- Script type: Alphabet
- Print basis: Russian
- Languages: Russian

Related scripts
- Parent systems: BrailleRussian Braille;

= Russian Braille =

Braille equivalent of the Cyrillic script

Russian Braille is the braille alphabet of the Russian language. With suitable extensions, it is used for languages of neighboring countries that are written in Cyrillic in print, such as Ukrainian and Mongolian. It is based on the Latin transliteration of Cyrillic, with additional letters assigned idiosyncratically. In Russian, it is known as the Braille Script. (Note: Шрифт Брайля, Shrift Braylya)

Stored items

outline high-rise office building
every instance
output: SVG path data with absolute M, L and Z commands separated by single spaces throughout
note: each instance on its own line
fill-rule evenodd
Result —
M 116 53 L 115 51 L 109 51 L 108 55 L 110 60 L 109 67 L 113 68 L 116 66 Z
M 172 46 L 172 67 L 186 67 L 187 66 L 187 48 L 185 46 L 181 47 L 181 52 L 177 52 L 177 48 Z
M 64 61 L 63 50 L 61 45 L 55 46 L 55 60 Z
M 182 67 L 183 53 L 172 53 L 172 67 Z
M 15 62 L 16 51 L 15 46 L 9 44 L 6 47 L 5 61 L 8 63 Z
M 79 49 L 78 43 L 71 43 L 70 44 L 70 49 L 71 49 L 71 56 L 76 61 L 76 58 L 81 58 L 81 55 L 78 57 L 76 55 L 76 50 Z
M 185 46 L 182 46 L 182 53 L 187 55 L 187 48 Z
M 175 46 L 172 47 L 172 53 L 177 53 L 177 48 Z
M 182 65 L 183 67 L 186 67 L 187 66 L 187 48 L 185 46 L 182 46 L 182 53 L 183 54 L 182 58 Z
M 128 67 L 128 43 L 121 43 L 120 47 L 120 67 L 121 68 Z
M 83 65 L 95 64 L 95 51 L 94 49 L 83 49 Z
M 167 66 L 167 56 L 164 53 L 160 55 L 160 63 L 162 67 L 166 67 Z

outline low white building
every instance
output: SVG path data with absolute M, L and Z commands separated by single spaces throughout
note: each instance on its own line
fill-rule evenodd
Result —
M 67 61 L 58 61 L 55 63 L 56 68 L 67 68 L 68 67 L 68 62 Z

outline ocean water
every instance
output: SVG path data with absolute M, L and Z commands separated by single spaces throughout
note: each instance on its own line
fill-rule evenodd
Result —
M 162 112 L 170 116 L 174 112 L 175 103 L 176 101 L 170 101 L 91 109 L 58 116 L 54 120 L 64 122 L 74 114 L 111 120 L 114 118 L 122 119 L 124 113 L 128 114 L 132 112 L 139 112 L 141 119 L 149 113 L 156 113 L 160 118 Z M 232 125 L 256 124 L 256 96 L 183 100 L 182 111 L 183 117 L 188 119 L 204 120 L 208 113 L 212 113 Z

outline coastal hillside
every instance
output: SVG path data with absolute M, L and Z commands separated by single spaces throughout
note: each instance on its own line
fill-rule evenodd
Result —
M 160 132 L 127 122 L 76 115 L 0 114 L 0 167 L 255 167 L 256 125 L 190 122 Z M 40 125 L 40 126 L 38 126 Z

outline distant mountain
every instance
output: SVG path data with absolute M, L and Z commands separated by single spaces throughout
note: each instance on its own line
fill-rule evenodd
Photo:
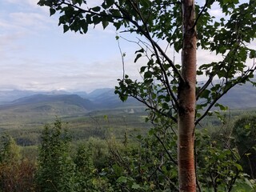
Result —
M 256 107 L 256 87 L 250 83 L 237 85 L 218 102 L 230 109 L 248 109 Z
M 219 101 L 230 109 L 246 109 L 256 107 L 256 87 L 246 83 L 236 86 Z M 4 105 L 3 105 L 4 103 Z M 97 89 L 89 94 L 86 91 L 66 92 L 53 90 L 49 92 L 37 92 L 30 90 L 0 91 L 0 110 L 17 107 L 18 106 L 40 106 L 42 109 L 50 109 L 47 106 L 56 106 L 57 103 L 75 106 L 78 111 L 90 111 L 116 107 L 126 107 L 142 105 L 134 98 L 129 98 L 126 102 L 120 101 L 118 95 L 114 94 L 114 89 Z M 1 105 L 2 104 L 2 105 Z M 38 108 L 38 109 L 39 109 Z
M 82 98 L 77 94 L 34 94 L 16 99 L 7 106 L 31 105 L 38 103 L 63 102 L 64 104 L 74 105 L 90 110 L 95 105 L 89 99 Z

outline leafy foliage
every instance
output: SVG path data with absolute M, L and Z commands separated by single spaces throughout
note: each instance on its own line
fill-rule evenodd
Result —
M 70 142 L 59 119 L 45 126 L 36 176 L 40 191 L 74 191 L 74 164 L 70 156 Z

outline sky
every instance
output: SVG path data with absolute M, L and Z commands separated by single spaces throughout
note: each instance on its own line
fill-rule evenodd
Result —
M 0 0 L 0 90 L 114 88 L 122 78 L 114 28 L 63 34 L 58 15 L 50 18 L 49 8 L 38 6 L 38 1 Z M 222 14 L 218 7 L 211 11 Z M 139 78 L 140 66 L 133 62 L 138 47 L 122 40 L 120 46 L 126 54 L 126 73 Z M 198 63 L 216 59 L 210 53 L 198 54 Z

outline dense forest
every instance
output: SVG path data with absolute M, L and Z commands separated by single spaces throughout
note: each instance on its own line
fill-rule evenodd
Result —
M 9 127 L 1 133 L 1 191 L 178 191 L 175 128 L 146 116 L 126 107 Z M 234 110 L 199 126 L 201 191 L 256 190 L 255 118 L 253 109 Z

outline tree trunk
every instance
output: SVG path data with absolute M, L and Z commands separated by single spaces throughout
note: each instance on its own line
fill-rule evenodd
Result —
M 178 160 L 180 191 L 196 191 L 194 158 L 196 29 L 194 1 L 182 1 L 183 46 L 182 55 L 182 79 L 178 89 Z

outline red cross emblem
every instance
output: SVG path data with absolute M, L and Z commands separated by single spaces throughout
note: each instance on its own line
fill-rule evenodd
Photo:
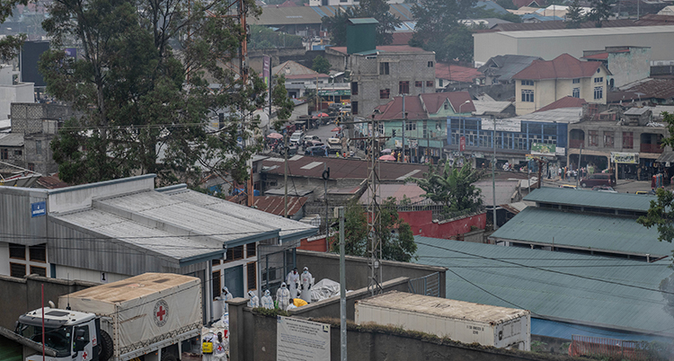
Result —
M 166 314 L 166 310 L 164 309 L 164 306 L 159 306 L 159 312 L 156 313 L 156 316 L 159 317 L 159 321 L 164 321 L 164 314 Z

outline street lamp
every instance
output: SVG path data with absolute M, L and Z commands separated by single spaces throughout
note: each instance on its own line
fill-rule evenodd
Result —
M 459 148 L 459 150 L 461 152 L 463 152 L 461 150 L 461 138 L 463 137 L 464 138 L 464 142 L 466 142 L 466 140 L 465 140 L 466 139 L 466 124 L 464 124 L 464 131 L 461 132 L 461 123 L 464 123 L 462 121 L 464 119 L 464 116 L 461 115 L 462 114 L 461 113 L 461 107 L 463 107 L 464 105 L 466 105 L 466 104 L 467 104 L 469 102 L 470 102 L 470 100 L 464 101 L 463 103 L 461 103 L 461 105 L 458 106 L 458 117 L 459 117 L 459 119 L 458 119 L 458 121 L 459 121 L 458 126 L 459 126 L 459 132 L 461 133 L 461 136 L 459 137 L 459 140 L 458 140 L 458 148 Z M 466 143 L 464 143 L 464 148 L 466 148 L 465 145 L 466 145 Z

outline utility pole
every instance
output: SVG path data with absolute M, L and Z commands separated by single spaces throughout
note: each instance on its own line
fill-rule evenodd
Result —
M 341 361 L 346 361 L 346 262 L 344 260 L 344 207 L 340 207 L 340 328 Z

TASK BRIEF
Render this sentence from the Russian Braille passage in Spanish: "Russian Braille is the braille alphabet of the Russian language."

SOLUTION BELOW
El braille ruso es el alfabeto braille del idioma ruso.